::: EXTRAIT CHOISI :::
Les intentions de vote pour le second tour, plus hasardeuses puisque les résultats du premier tour ne sont pas connus, montrent cependant la même tendance : Valérie Pécresse et Éric Zemmour ne sont plus dans la compétition, et les écarts se réduisent dans les duels entre Emmanuel Macron et respectivement Marine Le Pen et Jean-Luc Mélenchon. J’insiste aussi : même face à Jean-Luc Mélenchon, certes, il a encore 16 points d’écart, mais c’est en nette diminution (c’était 34 points il y a moins d’un mois !).
Là où il y a une réelle menace pour le Président de la République, c’est face à Marine Le Pen dont l’écart est insignifiant : un duel à 51,5% vs 48,5% quand la "marge d’erreur" est de 2,3, cela signifie que le candidat à qui on a attribué 51,5% d’intentions de vote peut avoir entre 49,2% et 52,8% (ce que Harris Interactive appelle "marge d’erreur" ou "intervalle de confiance" est pour moi en fait le demi-intervalle ou demi-marge). En clair, une victoire de Marine Le Pen est possible, d’autant plus qu’elle est en évolution ascendante.
L’une des raisons de cette ascension de Marine Le Pen (et qui explique aussi l’effondrement d’Éric Zemmour qui n’a cessé de s’obséder sur l’immigration), c’est que le thème majeur des électeurs, on le dit depuis l’été dernier, c’est le pouvoir d’achat à un moment où la guerre en Ukraine provoque de l’inflation supplémentaire. C’est d’ailleurs une bonne nouvelle, le pouvoir d’achat : ce n’est pas l’emploi, c’est le pouvoir d’achat. C’est-à-dire qu’on a enfin un emploi, mais on reste encore dans une situation économique dégradée. C’est un signe positif du bilan d’Emmanuel Macron : le chômage est redescendu à 7,4% de la population active, c’est le plus bas depuis quinze ans, et le thème marquant du projet d’Emmanuel Macron, c’est le plein emploi dans cinq ans (plein emploi, cela signifie un taux de 5% ou moins).
C’est ce qu’a mesuré aussi Harris Interactif : la thématique qui compte le plus, à 59% des sondés, est le pouvoir d’achat, suivi de la santé 36%, les retraites 35% et l’immigration 34%. L’environnement et l’emploi n’arrivent qu’en sixième et huitième position, respectivement, à 23% et 21%. De manière incompréhensible si l’on regarde précisément son programme et son financement, Marine La Pen apparaît plus crédible qu’Emmanuel Macron sur la garantie du pouvoir d’achat, respectivement 47% et 42% des sondés (et c’est très nouveau, il y a deux semaines, c’était 38% et 44%). Donc, Emmanuel Macron doit continuer à rappeler que le pouvoir d’achat des Français a augmenté durant les cinq dernières années, qu’il a supprimé la taxe d’habitation, augmenté la prime d’activité etc. et que, en particulier, il compte amener le minimum vieillesse à 1 100 euros et tripler la "prime Macron".
::: DONNÉES EXTRAITES :::
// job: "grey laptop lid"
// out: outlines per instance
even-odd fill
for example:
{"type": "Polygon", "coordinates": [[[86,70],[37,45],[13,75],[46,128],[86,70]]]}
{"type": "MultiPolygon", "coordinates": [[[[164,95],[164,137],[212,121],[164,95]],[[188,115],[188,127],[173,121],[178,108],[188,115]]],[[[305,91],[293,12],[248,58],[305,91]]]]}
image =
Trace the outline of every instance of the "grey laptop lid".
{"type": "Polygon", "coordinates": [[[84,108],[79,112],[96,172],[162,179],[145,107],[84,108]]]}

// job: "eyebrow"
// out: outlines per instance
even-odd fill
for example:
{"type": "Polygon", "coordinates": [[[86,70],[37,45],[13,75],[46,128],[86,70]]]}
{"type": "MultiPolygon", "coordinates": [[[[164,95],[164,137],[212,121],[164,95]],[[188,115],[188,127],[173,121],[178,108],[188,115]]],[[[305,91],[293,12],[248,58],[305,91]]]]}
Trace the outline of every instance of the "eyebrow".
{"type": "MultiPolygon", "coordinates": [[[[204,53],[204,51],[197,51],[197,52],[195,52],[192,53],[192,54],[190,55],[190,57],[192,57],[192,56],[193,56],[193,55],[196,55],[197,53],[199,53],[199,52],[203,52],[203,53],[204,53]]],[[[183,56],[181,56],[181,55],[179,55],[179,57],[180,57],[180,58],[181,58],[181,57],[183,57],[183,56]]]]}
:::
## LES TÂCHES:
(a) Indiquez si chaque affirmation concorde avec l'extrait choisi, en justifiant par les mots exacts du texte : (i) le chômage est descendu à 7,4 % de la population active ; (ii) l'immigration est la deuxième thématique la plus citée par les sondés ; (iii) il y a moins d'un mois, l'écart entre Emmanuel Macron et Jean-Luc Mélenchon était de 34 points.
(b) Selon l'extrait choisi, à quel taux de chômage correspond le plein emploi ?
(c) Recopiez, dans l'extrait choisi, le passage allant de « Là où il y a » jusqu'à « en évolution ascendante. ».

## LISTE DES SOLUTIONS:
(a)
(i) Oui : « le chômage est redescendu à 7,4% de la population active ».
(ii) Non : « suivi de la santé 36%, les retraites 35% et l’immigration 34% ».
(iii) Oui : « c’était 34 points il y a moins d’un mois ».

(b) À un taux de 5 % ou moins.

(c)
Là où il y a une réelle menace pour le Président de la République, c’est face à Marine Le Pen dont l’écart est insignifiant : un duel à 51,5% vs 48,5% quand la "marge d’erreur" est de 2,3, cela signifie que le candidat à qui on a attribué 51,5% d’intentions de vote peut avoir entre 49,2% et 52,8% (ce que Harris Interactive appelle "marge d’erreur" ou "intervalle de confiance" est pour moi en fait le demi-intervalle ou demi-marge). En clair, une victoire de Marine Le Pen est possible, d’autant plus qu’elle est en évolution ascendante.